:: WRITTEN INSTRUCTION ::
Repeat, word for word, the line with "Look at the photo above. For every instance of the high-rise" and each one after it to the end. No picture goes into the copy.

(Extracted data entries)
--- Begin ---

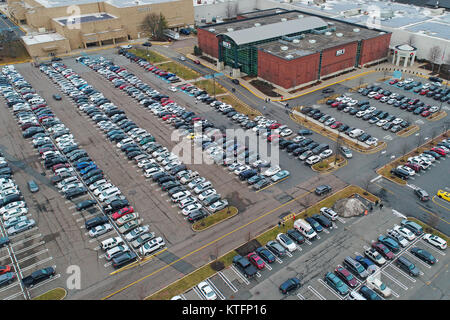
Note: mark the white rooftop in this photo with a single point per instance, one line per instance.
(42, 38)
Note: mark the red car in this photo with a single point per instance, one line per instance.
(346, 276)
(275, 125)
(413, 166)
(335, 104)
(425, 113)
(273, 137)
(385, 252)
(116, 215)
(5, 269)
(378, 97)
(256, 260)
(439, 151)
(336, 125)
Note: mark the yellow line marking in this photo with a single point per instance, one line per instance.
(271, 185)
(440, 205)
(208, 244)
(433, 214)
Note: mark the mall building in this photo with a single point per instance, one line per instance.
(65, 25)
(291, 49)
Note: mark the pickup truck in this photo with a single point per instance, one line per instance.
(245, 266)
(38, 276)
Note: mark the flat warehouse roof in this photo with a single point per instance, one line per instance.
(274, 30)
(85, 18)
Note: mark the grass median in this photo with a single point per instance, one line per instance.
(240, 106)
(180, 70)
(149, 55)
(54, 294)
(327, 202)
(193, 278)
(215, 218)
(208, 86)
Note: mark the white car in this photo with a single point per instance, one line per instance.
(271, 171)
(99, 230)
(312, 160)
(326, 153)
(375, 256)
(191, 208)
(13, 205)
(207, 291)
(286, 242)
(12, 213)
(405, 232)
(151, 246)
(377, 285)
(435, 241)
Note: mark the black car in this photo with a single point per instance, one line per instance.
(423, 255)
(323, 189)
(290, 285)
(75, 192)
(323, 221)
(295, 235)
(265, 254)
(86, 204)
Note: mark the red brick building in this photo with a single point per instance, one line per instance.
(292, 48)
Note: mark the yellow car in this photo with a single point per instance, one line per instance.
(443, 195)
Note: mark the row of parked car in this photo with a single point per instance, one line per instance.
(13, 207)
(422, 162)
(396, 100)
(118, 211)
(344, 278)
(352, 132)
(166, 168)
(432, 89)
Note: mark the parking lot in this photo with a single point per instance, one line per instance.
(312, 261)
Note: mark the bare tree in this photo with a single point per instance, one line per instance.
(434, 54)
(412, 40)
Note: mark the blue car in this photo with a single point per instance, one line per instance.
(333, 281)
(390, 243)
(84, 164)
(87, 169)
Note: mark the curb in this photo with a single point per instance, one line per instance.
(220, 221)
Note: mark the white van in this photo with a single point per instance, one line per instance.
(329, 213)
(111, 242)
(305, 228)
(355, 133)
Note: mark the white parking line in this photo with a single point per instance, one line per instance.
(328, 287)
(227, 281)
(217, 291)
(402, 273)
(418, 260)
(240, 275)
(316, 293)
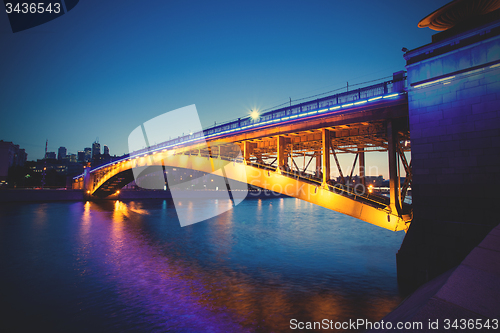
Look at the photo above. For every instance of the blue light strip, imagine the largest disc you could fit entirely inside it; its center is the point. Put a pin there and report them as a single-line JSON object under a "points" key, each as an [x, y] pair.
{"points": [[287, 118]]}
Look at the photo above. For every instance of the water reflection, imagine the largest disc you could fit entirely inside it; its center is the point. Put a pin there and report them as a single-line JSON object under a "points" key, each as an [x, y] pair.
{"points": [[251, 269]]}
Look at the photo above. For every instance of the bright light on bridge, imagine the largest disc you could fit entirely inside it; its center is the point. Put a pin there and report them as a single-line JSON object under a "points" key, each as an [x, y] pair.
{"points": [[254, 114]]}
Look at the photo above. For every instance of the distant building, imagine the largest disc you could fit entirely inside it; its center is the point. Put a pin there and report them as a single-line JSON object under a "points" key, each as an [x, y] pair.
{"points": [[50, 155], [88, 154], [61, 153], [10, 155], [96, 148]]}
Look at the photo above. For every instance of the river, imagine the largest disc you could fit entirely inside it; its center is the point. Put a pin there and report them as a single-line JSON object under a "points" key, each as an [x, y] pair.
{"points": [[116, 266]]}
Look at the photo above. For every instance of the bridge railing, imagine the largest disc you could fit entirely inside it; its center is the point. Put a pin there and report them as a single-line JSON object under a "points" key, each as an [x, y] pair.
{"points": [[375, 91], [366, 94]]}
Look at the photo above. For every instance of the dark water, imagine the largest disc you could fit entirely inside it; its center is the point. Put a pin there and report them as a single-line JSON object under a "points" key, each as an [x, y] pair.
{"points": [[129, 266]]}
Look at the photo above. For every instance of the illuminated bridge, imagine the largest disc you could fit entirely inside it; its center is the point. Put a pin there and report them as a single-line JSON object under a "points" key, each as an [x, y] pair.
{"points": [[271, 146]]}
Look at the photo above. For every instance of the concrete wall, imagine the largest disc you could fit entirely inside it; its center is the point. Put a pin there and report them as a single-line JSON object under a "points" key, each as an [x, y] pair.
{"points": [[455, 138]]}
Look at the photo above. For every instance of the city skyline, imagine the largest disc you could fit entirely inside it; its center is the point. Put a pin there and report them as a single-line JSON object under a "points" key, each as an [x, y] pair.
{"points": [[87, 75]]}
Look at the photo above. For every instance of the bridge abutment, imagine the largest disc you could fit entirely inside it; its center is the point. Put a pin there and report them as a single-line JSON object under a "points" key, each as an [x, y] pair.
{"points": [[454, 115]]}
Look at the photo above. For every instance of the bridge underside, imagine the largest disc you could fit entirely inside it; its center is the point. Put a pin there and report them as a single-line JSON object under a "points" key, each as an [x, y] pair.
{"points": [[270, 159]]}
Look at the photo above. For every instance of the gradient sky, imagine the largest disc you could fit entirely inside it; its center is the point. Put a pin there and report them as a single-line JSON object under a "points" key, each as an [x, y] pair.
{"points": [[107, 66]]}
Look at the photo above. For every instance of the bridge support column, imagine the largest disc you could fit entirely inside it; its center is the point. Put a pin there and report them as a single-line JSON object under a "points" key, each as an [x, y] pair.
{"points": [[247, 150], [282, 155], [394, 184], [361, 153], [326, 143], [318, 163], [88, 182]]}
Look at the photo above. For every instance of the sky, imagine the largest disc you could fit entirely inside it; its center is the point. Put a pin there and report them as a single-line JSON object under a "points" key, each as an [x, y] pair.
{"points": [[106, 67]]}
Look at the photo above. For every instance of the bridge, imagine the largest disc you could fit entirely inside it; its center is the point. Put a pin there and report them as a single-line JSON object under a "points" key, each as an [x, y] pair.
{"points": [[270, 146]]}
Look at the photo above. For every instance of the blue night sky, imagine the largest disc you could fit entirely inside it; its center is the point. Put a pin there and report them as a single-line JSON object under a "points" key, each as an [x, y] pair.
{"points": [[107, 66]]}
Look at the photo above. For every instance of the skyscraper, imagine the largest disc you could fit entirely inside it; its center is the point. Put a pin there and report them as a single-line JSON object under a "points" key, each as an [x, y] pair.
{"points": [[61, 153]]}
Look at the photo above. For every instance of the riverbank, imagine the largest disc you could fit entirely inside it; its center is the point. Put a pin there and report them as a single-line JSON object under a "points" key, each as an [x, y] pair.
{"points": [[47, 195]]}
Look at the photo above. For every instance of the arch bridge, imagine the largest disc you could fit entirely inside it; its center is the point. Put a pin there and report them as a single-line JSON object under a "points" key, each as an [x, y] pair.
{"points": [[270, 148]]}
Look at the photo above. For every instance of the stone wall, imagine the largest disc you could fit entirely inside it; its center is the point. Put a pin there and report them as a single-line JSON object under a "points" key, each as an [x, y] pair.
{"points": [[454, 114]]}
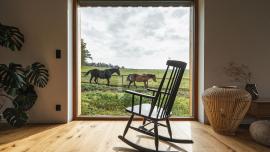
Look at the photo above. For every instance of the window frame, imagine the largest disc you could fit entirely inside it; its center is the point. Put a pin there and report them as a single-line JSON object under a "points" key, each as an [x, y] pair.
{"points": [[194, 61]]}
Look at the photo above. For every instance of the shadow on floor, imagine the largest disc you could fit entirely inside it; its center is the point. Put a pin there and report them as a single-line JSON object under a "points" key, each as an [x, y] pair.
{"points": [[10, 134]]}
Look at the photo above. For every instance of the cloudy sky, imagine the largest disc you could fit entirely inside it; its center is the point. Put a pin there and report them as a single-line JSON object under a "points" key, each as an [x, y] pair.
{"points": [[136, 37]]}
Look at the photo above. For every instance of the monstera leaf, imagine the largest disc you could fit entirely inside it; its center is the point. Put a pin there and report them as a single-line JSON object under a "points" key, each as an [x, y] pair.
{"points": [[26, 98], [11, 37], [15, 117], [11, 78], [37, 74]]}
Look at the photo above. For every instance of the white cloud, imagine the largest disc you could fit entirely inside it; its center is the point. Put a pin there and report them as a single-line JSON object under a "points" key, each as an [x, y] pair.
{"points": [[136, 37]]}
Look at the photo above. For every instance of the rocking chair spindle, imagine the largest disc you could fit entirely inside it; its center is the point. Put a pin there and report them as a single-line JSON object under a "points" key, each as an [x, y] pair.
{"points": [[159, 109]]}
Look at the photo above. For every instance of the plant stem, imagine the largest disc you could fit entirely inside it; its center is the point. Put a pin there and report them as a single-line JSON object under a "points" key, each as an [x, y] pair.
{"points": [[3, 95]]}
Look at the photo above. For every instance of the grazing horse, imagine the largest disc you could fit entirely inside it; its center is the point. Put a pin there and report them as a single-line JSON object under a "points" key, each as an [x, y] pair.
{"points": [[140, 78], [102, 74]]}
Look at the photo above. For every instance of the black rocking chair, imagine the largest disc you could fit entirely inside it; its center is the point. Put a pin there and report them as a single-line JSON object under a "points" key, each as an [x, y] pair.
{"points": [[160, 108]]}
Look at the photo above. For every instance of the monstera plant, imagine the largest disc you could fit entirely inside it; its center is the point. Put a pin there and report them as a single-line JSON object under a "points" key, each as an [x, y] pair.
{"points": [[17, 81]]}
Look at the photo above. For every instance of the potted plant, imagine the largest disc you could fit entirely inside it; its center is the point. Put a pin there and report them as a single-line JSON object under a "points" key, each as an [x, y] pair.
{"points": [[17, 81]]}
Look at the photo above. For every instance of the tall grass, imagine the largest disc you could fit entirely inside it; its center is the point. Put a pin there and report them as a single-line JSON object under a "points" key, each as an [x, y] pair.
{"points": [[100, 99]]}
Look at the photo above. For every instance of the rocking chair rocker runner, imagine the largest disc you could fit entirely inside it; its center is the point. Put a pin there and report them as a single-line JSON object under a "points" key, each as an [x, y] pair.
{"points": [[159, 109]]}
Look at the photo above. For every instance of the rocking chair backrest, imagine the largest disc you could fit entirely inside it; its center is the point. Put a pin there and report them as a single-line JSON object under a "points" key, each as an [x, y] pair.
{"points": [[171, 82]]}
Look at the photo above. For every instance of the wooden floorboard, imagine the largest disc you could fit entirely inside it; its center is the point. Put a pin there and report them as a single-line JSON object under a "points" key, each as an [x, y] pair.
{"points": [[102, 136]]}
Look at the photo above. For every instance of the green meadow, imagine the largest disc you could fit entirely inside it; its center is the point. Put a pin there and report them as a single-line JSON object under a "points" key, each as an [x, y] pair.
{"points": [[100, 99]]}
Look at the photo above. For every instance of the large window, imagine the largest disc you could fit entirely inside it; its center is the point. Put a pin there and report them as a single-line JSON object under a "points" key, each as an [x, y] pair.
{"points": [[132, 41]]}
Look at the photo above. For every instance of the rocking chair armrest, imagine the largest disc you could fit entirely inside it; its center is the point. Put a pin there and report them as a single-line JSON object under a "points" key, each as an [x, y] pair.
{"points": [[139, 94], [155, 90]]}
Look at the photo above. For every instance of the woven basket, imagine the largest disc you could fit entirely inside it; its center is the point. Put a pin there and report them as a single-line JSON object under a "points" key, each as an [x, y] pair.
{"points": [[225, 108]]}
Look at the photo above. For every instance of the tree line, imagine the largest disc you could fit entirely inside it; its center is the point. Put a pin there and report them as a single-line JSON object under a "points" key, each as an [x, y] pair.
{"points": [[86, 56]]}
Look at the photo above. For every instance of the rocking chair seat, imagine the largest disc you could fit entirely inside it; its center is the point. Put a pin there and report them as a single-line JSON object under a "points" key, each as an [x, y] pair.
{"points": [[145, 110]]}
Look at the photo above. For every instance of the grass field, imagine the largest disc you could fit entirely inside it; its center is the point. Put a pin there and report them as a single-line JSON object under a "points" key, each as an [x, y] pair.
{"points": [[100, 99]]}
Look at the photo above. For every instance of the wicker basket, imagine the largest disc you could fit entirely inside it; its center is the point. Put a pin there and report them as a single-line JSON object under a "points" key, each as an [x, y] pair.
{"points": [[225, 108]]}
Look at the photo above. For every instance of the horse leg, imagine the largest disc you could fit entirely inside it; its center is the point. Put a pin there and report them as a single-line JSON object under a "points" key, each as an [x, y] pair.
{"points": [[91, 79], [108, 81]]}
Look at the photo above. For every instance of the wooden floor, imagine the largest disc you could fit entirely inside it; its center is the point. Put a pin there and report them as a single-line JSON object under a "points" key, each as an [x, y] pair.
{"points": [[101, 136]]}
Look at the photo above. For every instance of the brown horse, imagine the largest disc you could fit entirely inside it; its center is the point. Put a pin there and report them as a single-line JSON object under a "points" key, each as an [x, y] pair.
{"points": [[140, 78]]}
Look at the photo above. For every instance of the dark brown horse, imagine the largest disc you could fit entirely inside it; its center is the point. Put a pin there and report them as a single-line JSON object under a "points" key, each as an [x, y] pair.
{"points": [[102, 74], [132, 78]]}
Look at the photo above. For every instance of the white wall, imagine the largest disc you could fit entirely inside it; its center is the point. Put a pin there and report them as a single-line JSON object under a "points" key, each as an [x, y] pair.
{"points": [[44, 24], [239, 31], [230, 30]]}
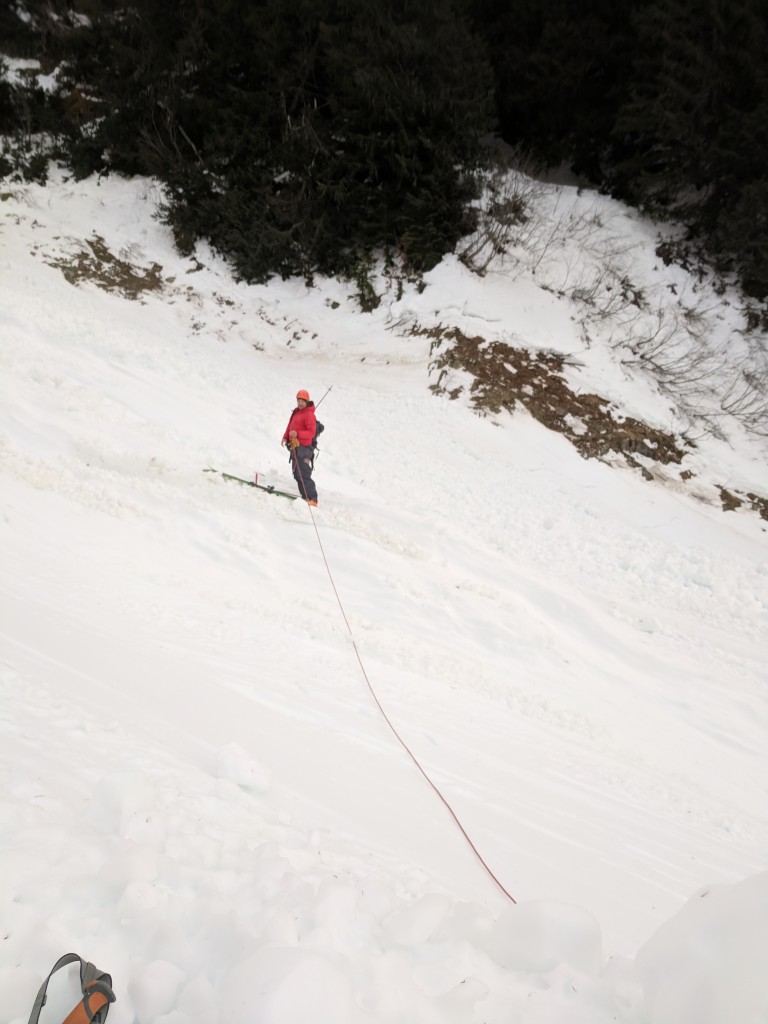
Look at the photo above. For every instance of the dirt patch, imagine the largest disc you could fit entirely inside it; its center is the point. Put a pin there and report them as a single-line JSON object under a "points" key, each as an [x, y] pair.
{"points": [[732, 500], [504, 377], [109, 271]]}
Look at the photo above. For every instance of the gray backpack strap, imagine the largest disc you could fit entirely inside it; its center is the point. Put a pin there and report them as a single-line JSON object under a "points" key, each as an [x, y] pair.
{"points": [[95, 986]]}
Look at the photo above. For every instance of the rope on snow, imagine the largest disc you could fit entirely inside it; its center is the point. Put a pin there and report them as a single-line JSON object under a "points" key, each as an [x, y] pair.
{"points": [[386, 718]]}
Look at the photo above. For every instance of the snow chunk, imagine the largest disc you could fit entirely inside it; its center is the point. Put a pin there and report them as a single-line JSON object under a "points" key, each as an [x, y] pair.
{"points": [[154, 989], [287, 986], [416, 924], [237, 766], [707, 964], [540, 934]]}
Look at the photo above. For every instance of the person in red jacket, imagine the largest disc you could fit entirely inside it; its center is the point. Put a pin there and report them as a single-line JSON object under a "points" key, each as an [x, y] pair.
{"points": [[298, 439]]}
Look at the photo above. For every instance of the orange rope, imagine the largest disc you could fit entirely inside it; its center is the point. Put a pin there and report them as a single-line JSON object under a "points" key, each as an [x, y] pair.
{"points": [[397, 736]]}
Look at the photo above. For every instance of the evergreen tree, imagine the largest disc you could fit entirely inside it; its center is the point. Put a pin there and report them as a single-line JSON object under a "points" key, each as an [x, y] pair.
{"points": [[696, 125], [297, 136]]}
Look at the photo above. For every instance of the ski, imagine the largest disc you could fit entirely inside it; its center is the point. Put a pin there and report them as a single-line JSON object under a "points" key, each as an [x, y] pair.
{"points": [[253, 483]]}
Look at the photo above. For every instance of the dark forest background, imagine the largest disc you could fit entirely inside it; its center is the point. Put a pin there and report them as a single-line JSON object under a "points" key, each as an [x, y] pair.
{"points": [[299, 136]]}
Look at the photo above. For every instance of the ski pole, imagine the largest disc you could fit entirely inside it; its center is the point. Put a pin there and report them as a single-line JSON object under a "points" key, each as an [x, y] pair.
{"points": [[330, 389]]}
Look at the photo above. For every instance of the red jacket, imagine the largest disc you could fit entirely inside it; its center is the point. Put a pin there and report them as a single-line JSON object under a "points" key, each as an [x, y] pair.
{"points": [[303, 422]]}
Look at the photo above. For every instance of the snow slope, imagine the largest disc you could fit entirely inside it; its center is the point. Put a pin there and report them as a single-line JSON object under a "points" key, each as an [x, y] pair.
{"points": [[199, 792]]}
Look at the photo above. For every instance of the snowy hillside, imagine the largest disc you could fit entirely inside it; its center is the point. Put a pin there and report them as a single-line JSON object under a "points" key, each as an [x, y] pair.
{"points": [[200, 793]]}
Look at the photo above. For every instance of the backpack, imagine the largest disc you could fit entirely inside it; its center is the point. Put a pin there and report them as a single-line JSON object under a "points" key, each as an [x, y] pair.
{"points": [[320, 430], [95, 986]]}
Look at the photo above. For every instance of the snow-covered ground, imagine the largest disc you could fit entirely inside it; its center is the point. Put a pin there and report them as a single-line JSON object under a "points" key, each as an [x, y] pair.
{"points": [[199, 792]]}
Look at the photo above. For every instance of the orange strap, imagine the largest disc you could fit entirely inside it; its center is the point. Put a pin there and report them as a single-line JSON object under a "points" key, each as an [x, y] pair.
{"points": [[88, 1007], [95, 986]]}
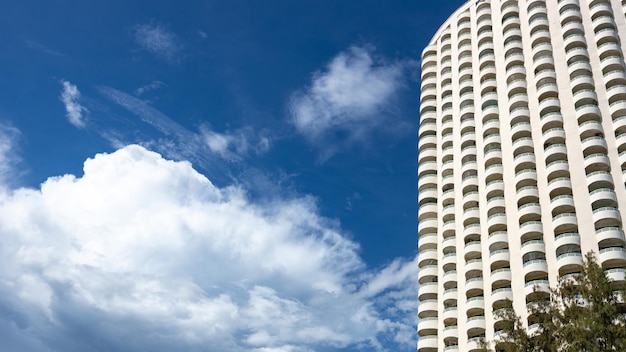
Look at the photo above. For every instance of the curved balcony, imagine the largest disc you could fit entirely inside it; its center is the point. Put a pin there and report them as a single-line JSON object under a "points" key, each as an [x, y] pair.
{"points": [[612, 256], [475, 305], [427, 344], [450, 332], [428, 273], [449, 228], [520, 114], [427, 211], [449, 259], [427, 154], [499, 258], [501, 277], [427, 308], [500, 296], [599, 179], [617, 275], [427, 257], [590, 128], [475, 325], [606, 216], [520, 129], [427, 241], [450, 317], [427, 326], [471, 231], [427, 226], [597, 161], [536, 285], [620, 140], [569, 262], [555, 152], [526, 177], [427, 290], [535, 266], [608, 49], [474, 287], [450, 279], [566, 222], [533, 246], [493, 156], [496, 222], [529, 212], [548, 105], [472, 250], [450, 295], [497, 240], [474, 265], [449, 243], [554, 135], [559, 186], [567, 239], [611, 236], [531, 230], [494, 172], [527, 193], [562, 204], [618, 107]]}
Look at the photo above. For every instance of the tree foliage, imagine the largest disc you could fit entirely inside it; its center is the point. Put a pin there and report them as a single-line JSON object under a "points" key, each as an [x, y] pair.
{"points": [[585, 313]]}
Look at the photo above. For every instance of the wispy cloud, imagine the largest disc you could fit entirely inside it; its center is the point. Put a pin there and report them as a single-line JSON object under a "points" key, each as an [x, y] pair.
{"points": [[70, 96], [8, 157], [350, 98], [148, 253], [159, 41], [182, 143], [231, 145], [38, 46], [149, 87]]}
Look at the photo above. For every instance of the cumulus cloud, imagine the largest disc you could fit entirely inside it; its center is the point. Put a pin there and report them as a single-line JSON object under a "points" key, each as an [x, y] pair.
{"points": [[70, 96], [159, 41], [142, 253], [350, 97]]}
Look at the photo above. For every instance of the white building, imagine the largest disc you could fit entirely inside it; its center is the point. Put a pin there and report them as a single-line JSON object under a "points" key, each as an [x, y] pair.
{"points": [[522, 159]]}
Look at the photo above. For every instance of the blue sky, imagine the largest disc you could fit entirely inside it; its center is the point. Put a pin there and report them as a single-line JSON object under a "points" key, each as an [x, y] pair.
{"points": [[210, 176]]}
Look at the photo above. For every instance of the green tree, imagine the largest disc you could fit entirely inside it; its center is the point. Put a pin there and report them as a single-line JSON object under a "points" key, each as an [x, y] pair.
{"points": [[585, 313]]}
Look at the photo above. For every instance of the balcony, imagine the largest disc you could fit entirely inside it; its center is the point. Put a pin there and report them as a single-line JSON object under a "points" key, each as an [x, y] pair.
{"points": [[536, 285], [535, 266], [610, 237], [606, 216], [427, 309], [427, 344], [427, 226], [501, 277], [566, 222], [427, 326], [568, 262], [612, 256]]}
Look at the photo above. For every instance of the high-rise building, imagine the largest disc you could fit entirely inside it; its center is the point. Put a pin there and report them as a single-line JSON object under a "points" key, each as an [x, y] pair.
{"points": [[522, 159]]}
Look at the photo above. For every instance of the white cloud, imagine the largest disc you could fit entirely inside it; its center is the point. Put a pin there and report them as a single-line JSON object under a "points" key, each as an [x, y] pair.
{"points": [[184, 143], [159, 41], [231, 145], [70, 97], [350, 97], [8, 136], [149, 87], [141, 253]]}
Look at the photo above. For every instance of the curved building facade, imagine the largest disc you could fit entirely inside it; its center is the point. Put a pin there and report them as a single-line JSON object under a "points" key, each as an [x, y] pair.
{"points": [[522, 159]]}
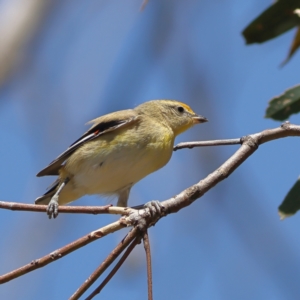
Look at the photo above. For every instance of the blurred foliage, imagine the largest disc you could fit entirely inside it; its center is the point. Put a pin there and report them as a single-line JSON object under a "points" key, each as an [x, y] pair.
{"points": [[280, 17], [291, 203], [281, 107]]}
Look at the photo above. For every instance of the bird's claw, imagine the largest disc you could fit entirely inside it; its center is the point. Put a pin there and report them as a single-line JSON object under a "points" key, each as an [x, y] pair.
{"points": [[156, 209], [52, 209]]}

--- End ---

:: EXERCISE OUTPUT ::
Look at the photo above. For every instance of the high-rise building, imagine the largest disc you could fit entirely inside it; its center is the point. Put a pin there and report them as a single-line JSON object under a "points" key, each as an [x, y] pair.
{"points": [[522, 159]]}
Look at the photo above. For every instance of the white cloud, imagine the largest disc you could fit entirely inside it; its center is the point. Put a pin there and report them as a single-line JSON object under a "points" key, each as an [x, y] pair.
{"points": [[184, 143], [159, 41], [231, 145], [70, 97], [350, 97], [8, 136], [149, 87], [141, 253]]}
Look at the photo above. For every instance of the curved building facade, imagine the largest disc you could fit entirely inside it; its center is the point. Put a pin there and report them as a single-line JSON object under a "points" key, each as an [x, y] pair.
{"points": [[522, 159]]}
Look at the photo above. For every instance of the blurred foliage, imagine the largest disc you could fit entirely inside it; its center is the point. Put a pin there and report them as a single-line JSON object under a "points" key, each as an [x, y] pair.
{"points": [[280, 17], [291, 203], [281, 107]]}
Look at the photo above. For every instance of the bird's claw, imagine the largest disc you could fit entirely inside it; its center is the point. Put a pin there and report them as a single-line JSON object under a "points" key, each as an [x, y] pair.
{"points": [[156, 209], [52, 209]]}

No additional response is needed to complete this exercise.